### Passage shown
──────
But fear not, gentle reader. I will do my best to get your batteries running again, as we have a lot of knowledge to generate in this one.
Throw your magnets in the air like you just don’t care
Ok, long story short, no one was sleeping in the first decades of the 19th century. Ørsted opened a window to a completely new domain of physics and everyone lost their minds on the subject of electrodynamics. This discipline was so fresh that making significant progress was… I’m gonna say easy. If someone wanted to claim originality on any new experiment or phenomenon, then every second had to count.
The scientific centers in Paris and London were trying to outdo each other, on which can deliver the more spectacular and mind-bending display of their mastery of electricity and magnetism. Efforts in each city were led primarily by Ampère and Faraday, respectively. Both knew that the other was only a moment away from taking the advantage in the competition for the truth.
By the end of the 20’s we could rotate wires around magnets, magnets around wires and, as a result, even got the first electric motor going. One could say we got a pretty good handle on the flow of electricity (though not its nature) and the magnetic effects it caused.
But what about the other way around? Can a flow of magnetism cause electricity?
Perhaps this question was obvious, but no one had the time to explore it properly given the breakneck schedules of the researchers at the time. Maybe the notion was so completely outside the reservation that it simply hadn’t occurred to anyone for a while.
──────
### Rows
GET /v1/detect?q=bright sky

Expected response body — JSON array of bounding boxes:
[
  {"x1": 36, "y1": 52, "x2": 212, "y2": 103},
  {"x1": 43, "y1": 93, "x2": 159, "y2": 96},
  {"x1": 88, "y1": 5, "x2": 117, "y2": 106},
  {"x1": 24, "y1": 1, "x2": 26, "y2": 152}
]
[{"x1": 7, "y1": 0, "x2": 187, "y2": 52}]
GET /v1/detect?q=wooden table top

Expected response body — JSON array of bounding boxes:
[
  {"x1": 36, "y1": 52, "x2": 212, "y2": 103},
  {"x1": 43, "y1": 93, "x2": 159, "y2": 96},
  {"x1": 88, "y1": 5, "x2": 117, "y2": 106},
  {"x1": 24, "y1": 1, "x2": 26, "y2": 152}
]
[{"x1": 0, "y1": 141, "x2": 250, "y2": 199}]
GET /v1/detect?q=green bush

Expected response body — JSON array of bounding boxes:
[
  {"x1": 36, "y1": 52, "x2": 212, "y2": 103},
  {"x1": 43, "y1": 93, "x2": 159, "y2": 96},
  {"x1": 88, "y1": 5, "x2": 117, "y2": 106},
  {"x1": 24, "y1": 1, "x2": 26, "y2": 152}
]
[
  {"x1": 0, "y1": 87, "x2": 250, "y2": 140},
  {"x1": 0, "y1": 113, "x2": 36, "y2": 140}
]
──────
### Problems and tasks
1) Render this sentence from the electrodynamics passage in Spanish: "Efforts in each city were led primarily by Ampère and Faraday, respectively."
2) Reproduce the stretch of the electrodynamics passage that opens with the words "Throw your magnets" and closes with "had to count.".

### Per-task answers
1) Los esfuerzos en cada ciudad fueron liderados principalmente por Ampère y Faraday, respectivamente.

2)
Throw your magnets in the air like you just don’t care
Ok, long story short, no one was sleeping in the first decades of the 19th century. Ørsted opened a window to a completely new domain of physics and everyone lost their minds on the subject of electrodynamics. This discipline was so fresh that making significant progress was… I’m gonna say easy. If someone wanted to claim originality on any new experiment or phenomenon, then every second had to count.